> **Saved entries**
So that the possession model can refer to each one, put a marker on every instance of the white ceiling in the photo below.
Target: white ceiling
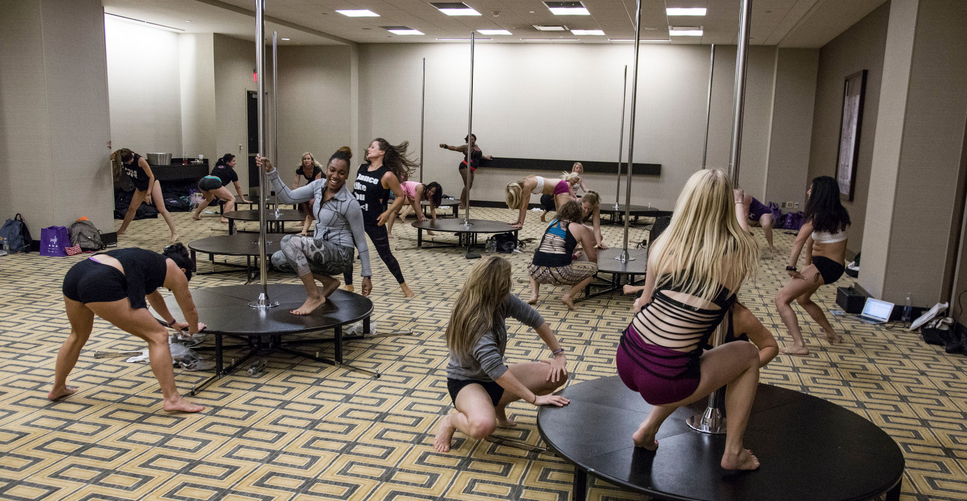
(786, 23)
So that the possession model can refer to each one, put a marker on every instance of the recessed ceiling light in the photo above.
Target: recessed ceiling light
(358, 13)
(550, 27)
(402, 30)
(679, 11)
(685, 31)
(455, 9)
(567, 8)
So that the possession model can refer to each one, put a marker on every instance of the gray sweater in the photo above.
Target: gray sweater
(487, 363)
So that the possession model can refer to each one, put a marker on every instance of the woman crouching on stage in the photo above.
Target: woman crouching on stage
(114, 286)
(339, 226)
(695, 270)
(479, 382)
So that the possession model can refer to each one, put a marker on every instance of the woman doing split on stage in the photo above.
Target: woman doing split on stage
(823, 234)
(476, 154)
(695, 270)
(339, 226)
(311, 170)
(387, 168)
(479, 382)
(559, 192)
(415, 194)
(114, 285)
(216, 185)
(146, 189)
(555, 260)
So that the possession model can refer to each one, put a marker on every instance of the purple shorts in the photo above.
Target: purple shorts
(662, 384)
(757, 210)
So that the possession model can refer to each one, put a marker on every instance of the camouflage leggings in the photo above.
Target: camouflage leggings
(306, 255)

--

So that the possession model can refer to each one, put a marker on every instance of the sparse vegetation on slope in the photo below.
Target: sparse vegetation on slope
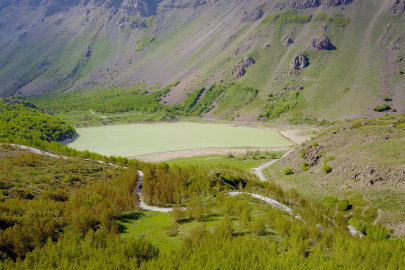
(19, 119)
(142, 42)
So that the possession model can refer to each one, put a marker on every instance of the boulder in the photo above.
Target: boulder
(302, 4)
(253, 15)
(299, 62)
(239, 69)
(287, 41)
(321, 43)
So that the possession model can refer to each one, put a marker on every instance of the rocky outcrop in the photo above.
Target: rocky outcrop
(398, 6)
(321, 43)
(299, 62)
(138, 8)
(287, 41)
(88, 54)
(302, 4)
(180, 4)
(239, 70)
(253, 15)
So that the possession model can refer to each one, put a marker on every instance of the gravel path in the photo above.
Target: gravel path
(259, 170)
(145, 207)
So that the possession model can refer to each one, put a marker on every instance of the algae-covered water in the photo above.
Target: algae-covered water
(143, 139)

...

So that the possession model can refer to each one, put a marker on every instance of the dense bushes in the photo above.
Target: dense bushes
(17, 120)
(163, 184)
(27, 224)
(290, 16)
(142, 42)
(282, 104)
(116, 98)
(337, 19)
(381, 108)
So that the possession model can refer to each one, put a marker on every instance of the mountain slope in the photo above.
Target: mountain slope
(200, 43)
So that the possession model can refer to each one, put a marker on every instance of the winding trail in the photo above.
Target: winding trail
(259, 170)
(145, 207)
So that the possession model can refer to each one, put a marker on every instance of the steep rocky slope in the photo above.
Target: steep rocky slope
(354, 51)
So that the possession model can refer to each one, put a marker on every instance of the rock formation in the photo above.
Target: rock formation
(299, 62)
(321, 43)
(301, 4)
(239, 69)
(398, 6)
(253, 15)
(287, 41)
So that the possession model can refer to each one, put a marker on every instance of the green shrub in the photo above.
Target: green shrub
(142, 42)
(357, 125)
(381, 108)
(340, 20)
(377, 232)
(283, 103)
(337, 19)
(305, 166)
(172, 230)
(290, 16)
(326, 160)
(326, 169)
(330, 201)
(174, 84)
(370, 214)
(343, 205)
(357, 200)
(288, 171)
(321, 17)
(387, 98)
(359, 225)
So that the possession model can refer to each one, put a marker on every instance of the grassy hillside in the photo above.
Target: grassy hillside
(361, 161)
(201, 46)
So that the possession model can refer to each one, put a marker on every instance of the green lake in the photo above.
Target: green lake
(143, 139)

> **TASK TO COMPLETE**
Once the line with "ceiling in the photo below." has been found above, output that line and every later line exactly, stopping after the line with "sweater in the photo above.", and omit the pictures.

> **EXPECTED OUTPUT**
So that the possession model can refer to each one, put a marker on every instance of the white ceiling in the photo below.
Target: white ceiling
(786, 23)
So that the possession model can refer to each one, put a marker on every instance of the recessed ceiling light in the photo above.
Target: recessed ceiling light
(358, 13)
(550, 27)
(402, 30)
(679, 11)
(685, 31)
(455, 9)
(567, 8)
So that the possession model can refer to each one, put a marker on every instance of the gray sweater in the photo above.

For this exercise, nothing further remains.